◆ Shape outline entries
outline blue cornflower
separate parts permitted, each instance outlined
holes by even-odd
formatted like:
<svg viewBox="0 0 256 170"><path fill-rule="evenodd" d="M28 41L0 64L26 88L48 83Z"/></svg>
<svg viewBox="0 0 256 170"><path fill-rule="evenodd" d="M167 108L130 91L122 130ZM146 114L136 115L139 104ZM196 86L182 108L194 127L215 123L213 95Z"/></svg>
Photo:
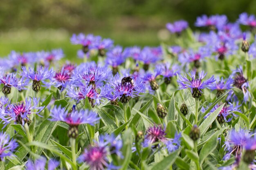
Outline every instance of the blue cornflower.
<svg viewBox="0 0 256 170"><path fill-rule="evenodd" d="M148 70L149 64L155 64L162 59L162 51L158 48L145 47L141 50L138 60L144 64L143 69L145 71Z"/></svg>
<svg viewBox="0 0 256 170"><path fill-rule="evenodd" d="M196 18L195 25L199 27L209 27L212 30L215 30L216 28L220 29L227 22L227 18L225 15L216 15L208 17L204 15Z"/></svg>
<svg viewBox="0 0 256 170"><path fill-rule="evenodd" d="M234 79L233 85L243 91L244 94L244 102L247 101L249 97L251 96L251 94L248 90L250 86L247 79L244 77L242 66L239 66L233 71L230 78ZM234 92L232 93L233 95L235 95Z"/></svg>
<svg viewBox="0 0 256 170"><path fill-rule="evenodd" d="M5 132L0 132L0 161L5 157L14 156L12 152L18 146L16 139L10 139L10 136Z"/></svg>
<svg viewBox="0 0 256 170"><path fill-rule="evenodd" d="M117 73L110 79L110 82L115 89L115 96L118 96L120 101L124 103L128 102L131 97L139 96L140 93L146 91L145 84L141 79L129 77L130 81L127 82L124 81L126 78L127 77L122 77Z"/></svg>
<svg viewBox="0 0 256 170"><path fill-rule="evenodd" d="M160 75L163 76L164 82L166 84L171 83L172 77L176 76L180 71L178 65L176 64L171 65L168 62L157 65L156 67L157 67L160 68L160 69L161 70Z"/></svg>
<svg viewBox="0 0 256 170"><path fill-rule="evenodd" d="M115 75L118 71L117 67L124 62L126 58L128 57L128 50L123 51L123 48L119 46L117 46L112 50L107 52L106 63L112 66L113 74Z"/></svg>
<svg viewBox="0 0 256 170"><path fill-rule="evenodd" d="M210 106L211 104L210 104L209 106ZM204 118L206 119L212 113L215 111L216 109L218 108L220 105L221 104L216 104L211 111L210 111L209 113L204 117ZM241 105L239 105L238 102L236 102L236 106L234 106L232 103L229 102L227 102L227 103L224 105L222 109L221 109L221 110L220 112L218 117L217 117L217 120L220 124L222 124L225 122L229 122L232 120L232 118L233 118L232 115L234 115L234 116L236 116L236 115L233 114L234 111L241 112L239 109L239 107L240 107L240 106ZM202 112L204 112L207 108L208 108L208 107L205 108L203 107L202 108ZM229 116L230 115L231 115L231 116ZM228 118L229 119L227 119Z"/></svg>
<svg viewBox="0 0 256 170"><path fill-rule="evenodd" d="M36 114L41 116L38 113L43 109L44 107L38 106L39 101L39 98L27 98L25 101L10 104L7 113L2 116L4 117L4 124L8 124L13 120L24 126L25 123L29 124L31 121L30 115Z"/></svg>
<svg viewBox="0 0 256 170"><path fill-rule="evenodd" d="M240 24L249 26L251 29L256 27L256 18L254 15L249 15L246 13L242 13L239 15L238 22Z"/></svg>
<svg viewBox="0 0 256 170"><path fill-rule="evenodd" d="M34 162L31 160L29 160L26 164L26 170L54 170L59 165L59 163L54 159L50 159L48 162L48 166L46 167L46 159L41 157ZM47 169L46 169L47 168Z"/></svg>
<svg viewBox="0 0 256 170"><path fill-rule="evenodd" d="M142 77L144 82L147 84L148 88L150 93L158 89L159 85L157 82L156 78L158 75L161 75L162 71L160 67L156 67L153 72L147 71Z"/></svg>
<svg viewBox="0 0 256 170"><path fill-rule="evenodd" d="M204 88L207 85L209 85L214 82L214 76L211 77L204 82L202 81L206 75L207 73L204 73L204 71L202 71L198 73L198 76L195 75L196 71L191 71L190 75L189 75L191 79L188 79L186 75L183 76L178 76L177 82L179 84L180 89L191 88L191 93L192 96L195 98L199 98L202 93L201 90Z"/></svg>
<svg viewBox="0 0 256 170"><path fill-rule="evenodd" d="M176 33L180 35L182 31L186 29L189 26L188 22L184 20L177 21L173 23L166 24L166 28L172 33Z"/></svg>
<svg viewBox="0 0 256 170"><path fill-rule="evenodd" d="M16 73L13 73L5 75L0 72L0 83L4 85L2 91L4 95L7 95L11 93L12 87L18 88L18 80L16 77Z"/></svg>
<svg viewBox="0 0 256 170"><path fill-rule="evenodd" d="M220 79L219 78L217 78L216 79L216 82L211 84L210 84L208 86L208 88L211 91L216 90L216 96L218 97L223 94L225 91L232 88L232 85L234 81L233 79L230 78L224 79L223 77L222 77Z"/></svg>
<svg viewBox="0 0 256 170"><path fill-rule="evenodd" d="M111 75L111 71L107 66L101 66L91 62L76 67L74 71L72 81L79 86L83 86L85 82L85 85L96 87L108 80Z"/></svg>
<svg viewBox="0 0 256 170"><path fill-rule="evenodd" d="M50 79L53 75L53 71L49 70L47 67L40 66L37 71L35 71L34 68L29 67L27 70L25 67L22 67L22 71L20 75L22 76L33 80L32 89L36 92L38 92L41 88L41 81L45 83L45 80Z"/></svg>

◆ Your instructions
Update the records by changing "cornflower" to "knapweed" wherever it occurs and leaving everything else as it is. Omit the pictures from your answer.

◆ Written answer
outline blue knapweed
separate parts permitted, each instance outlined
holes by even-odd
formatted like:
<svg viewBox="0 0 256 170"><path fill-rule="evenodd" d="M28 41L0 64L26 88L48 83Z"/></svg>
<svg viewBox="0 0 256 170"><path fill-rule="evenodd" d="M167 108L130 91L122 130ZM146 114L136 115L139 104ZM196 86L182 108L194 127L215 123L213 95Z"/></svg>
Photo:
Outline every instance of the blue knapweed.
<svg viewBox="0 0 256 170"><path fill-rule="evenodd" d="M148 70L149 64L155 64L162 59L162 51L158 48L145 47L141 50L138 60L144 64L143 69L145 71Z"/></svg>
<svg viewBox="0 0 256 170"><path fill-rule="evenodd" d="M196 18L195 25L199 27L209 27L212 30L215 30L216 28L220 29L227 22L227 18L225 15L216 15L208 17L204 15Z"/></svg>
<svg viewBox="0 0 256 170"><path fill-rule="evenodd" d="M234 79L233 85L243 91L244 94L244 102L247 101L249 97L251 96L251 94L248 90L250 86L247 79L244 77L242 66L239 66L233 71L230 78ZM234 92L232 93L233 95L235 95Z"/></svg>
<svg viewBox="0 0 256 170"><path fill-rule="evenodd" d="M5 132L0 132L0 161L5 157L14 156L12 152L18 146L16 139L10 139L10 136Z"/></svg>
<svg viewBox="0 0 256 170"><path fill-rule="evenodd" d="M117 73L110 79L110 82L115 89L115 96L118 96L120 101L124 103L128 102L131 97L139 96L140 93L146 91L145 84L141 79L129 77L130 81L127 82L124 81L126 78L127 77L122 77Z"/></svg>
<svg viewBox="0 0 256 170"><path fill-rule="evenodd" d="M160 75L163 76L164 82L166 84L171 83L172 77L176 76L180 71L178 65L176 64L171 65L168 62L157 65L156 67L157 67L160 68L160 69L161 70Z"/></svg>
<svg viewBox="0 0 256 170"><path fill-rule="evenodd" d="M115 75L118 71L117 67L124 62L126 58L128 57L128 50L123 51L123 48L119 46L117 46L112 50L107 52L106 63L112 66L113 74Z"/></svg>
<svg viewBox="0 0 256 170"><path fill-rule="evenodd" d="M210 106L211 104L210 104L209 106ZM204 118L206 119L212 113L215 111L216 109L218 108L220 105L221 104L216 104L211 111L210 111L209 113L204 117ZM241 105L239 105L238 102L236 102L236 106L234 106L232 103L229 102L227 102L227 103L224 105L222 109L221 109L221 110L220 112L218 117L217 117L217 120L220 124L222 124L225 122L229 122L232 120L232 118L233 118L232 115L234 115L234 116L236 116L236 115L233 114L234 111L241 112L239 109L239 107L240 107L240 106ZM202 112L204 112L207 108L208 108L208 107L205 108L203 107L202 108ZM229 116L230 115L231 115L231 116ZM228 118L229 119L227 119Z"/></svg>
<svg viewBox="0 0 256 170"><path fill-rule="evenodd" d="M36 114L41 116L38 113L43 109L44 107L38 106L39 101L39 98L27 98L25 101L10 104L7 113L2 116L4 117L4 124L8 124L13 120L24 126L25 123L29 124L31 121L30 115Z"/></svg>
<svg viewBox="0 0 256 170"><path fill-rule="evenodd" d="M240 24L249 26L251 29L256 27L256 18L254 15L249 15L246 13L242 13L239 15L238 22Z"/></svg>
<svg viewBox="0 0 256 170"><path fill-rule="evenodd" d="M34 162L31 160L29 160L26 164L26 170L54 170L59 165L59 163L54 159L50 159L48 162L48 166L46 167L46 159L41 157ZM47 169L46 169L47 168Z"/></svg>
<svg viewBox="0 0 256 170"><path fill-rule="evenodd" d="M142 77L144 82L147 84L148 88L150 93L158 89L159 85L157 82L156 78L158 75L161 75L162 71L160 67L156 67L153 72L147 71Z"/></svg>
<svg viewBox="0 0 256 170"><path fill-rule="evenodd" d="M204 88L207 85L209 85L214 82L214 76L211 77L204 82L202 81L206 75L207 73L204 73L204 71L202 71L198 73L198 76L195 75L196 71L191 71L190 75L189 75L191 79L188 79L186 75L183 76L178 76L177 82L179 84L180 89L191 88L191 93L192 96L195 98L199 98L202 93L201 90Z"/></svg>
<svg viewBox="0 0 256 170"><path fill-rule="evenodd" d="M176 33L180 35L182 31L186 29L189 26L188 22L184 20L177 21L173 23L166 24L166 28L172 33Z"/></svg>
<svg viewBox="0 0 256 170"><path fill-rule="evenodd" d="M16 73L13 73L5 75L0 72L0 83L4 85L2 91L4 95L7 95L11 93L12 87L18 88L18 80L16 77Z"/></svg>
<svg viewBox="0 0 256 170"><path fill-rule="evenodd" d="M220 79L219 78L217 78L216 79L216 82L211 84L210 84L208 86L208 88L211 91L216 90L216 96L218 97L223 94L225 91L232 88L232 85L234 81L233 79L230 78L224 79L223 77L222 77Z"/></svg>
<svg viewBox="0 0 256 170"><path fill-rule="evenodd" d="M111 75L111 71L107 66L101 66L91 62L76 67L74 71L72 81L79 86L83 86L85 82L85 85L96 87L108 80Z"/></svg>
<svg viewBox="0 0 256 170"><path fill-rule="evenodd" d="M50 79L53 75L53 71L49 70L47 67L40 66L37 71L35 71L34 68L29 67L27 70L25 67L22 67L22 71L20 75L22 76L33 80L32 89L36 92L38 92L41 88L41 81L45 83L45 80Z"/></svg>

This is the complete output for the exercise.